=== STUDY TEXT ===
★ ★ ★

= Jay Morago =

American activist (1917–2008)

Jay R. Morago Jr. (June 17, 1917 – May 14, 2008) was an activist of the Gila River Indian Community and was elected as their first governor. He helped to draft the reservation's first constitution in 1960. Morago served as the governor of the Gila River Indian Community from 1954 until 1960.

Jay Morago was born in Sacaton, Arizona, to parents Jay R. and Florence Morago on June 17, 1917. He attended Arizona State College, now Arizona State University.

During World War II, Morago served as a sergeant in the 158th Bushmasters Regiment of the Arizona National Guard. He saw active duty in the Pacific Ocean theater of World War II in Noemfoor, Indonesia; Philippines, Dutch East Indies, and New Guinea campaigns during the war. Morago was awarded four Bronze Stars and a Purple Heart for his service and being wounded on active duty. He remained active in veterans' affairs for the rest of his life, becoming a member of the Veterans of Foreign Wars chapter in Coolidge, Arizona, and the Ira Hayes American Legion Post in Sacaton.

★ ★ ★

=== ENTRIES PROVIDED ===

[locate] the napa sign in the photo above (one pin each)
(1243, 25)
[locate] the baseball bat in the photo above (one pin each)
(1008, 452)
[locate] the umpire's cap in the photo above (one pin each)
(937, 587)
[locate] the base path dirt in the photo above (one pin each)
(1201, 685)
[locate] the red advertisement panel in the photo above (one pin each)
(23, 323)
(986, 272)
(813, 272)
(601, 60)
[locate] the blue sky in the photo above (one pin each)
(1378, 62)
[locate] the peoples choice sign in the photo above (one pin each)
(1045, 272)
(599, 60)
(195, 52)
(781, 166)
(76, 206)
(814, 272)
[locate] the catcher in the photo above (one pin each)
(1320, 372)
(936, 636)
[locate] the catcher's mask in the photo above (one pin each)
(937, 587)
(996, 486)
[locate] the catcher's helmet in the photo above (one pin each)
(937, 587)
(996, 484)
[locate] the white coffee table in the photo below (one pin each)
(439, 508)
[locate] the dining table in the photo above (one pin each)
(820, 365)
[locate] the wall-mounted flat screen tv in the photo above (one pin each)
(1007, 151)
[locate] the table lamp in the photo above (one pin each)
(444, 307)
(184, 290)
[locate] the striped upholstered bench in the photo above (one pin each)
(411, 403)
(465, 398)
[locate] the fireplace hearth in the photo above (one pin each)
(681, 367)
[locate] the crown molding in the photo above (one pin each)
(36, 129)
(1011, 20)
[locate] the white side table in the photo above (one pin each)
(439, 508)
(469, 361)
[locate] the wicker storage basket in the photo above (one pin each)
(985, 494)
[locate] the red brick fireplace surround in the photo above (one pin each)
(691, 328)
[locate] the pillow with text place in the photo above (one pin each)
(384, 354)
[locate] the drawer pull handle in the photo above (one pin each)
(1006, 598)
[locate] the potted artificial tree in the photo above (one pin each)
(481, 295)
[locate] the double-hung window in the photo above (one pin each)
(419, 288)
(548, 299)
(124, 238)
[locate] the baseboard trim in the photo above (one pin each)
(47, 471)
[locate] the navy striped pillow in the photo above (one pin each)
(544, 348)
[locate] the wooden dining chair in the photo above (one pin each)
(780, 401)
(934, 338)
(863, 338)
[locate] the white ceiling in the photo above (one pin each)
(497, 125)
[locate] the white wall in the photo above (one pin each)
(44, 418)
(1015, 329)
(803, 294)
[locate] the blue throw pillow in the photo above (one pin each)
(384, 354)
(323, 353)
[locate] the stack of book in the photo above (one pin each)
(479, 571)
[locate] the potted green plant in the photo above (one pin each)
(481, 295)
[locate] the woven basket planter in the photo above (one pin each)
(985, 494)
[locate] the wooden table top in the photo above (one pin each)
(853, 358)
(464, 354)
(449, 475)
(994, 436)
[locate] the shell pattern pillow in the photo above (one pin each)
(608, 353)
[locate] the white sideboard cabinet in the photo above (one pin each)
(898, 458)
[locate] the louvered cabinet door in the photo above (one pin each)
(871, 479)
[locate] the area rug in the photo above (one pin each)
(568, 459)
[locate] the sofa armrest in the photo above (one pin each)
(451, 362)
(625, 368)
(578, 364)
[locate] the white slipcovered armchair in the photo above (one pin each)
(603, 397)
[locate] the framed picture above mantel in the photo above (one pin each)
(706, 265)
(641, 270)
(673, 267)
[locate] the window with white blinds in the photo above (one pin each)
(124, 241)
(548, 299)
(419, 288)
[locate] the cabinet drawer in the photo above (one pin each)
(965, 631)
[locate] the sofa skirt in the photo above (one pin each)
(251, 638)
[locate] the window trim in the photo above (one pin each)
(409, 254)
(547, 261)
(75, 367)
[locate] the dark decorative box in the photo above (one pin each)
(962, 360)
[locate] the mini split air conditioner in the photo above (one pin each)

★ ★ ★

=== WORK TASK 1 ===
Decide whether each statement agrees with the Jay Morago biography. For each, answer yes or no and quote the deciding words of the biography. (a) Morago was born in Sacaton, Arizona. (b) Morago served as governor until 1970. (c) Morago received a Purple Heart.
=== WORK TASK 2 ===
Reproduce a passage of the Jay Morago biography word for word. Begin at the words "Jay Morago was" and stop after "Arizona State University.".
=== WORK TASK 3 ===
Answer these questions from the Jay Morago biography.
(a) Which college did Morago attend?
(b) What rank did Morago hold in the 158th Bushmasters Regiment?
(c) In what town was the Veterans of Foreign Wars chapter Morago joined?
The material after the Jay Morago biography plays no part in this work and can be set aside.

=== ANSWER SPACE 1 ===
(a) Yes: "Jay Morago was born in Sacaton, Arizona"
(b) No: "from 1954 until 1960"
(c) Yes: "Morago was awarded four Bronze Stars and a Purple Heart"

=== ANSWER SPACE 2 ===
Jay Morago was born in Sacaton, Arizona, to parents Jay R. and Florence Morago on June 17, 1917. He attended Arizona State College, now Arizona State University.

=== ANSWER SPACE 3 ===
(a) Arizona State College, now Arizona State University.
(b) Sergeant.
(c) Coolidge, Arizona.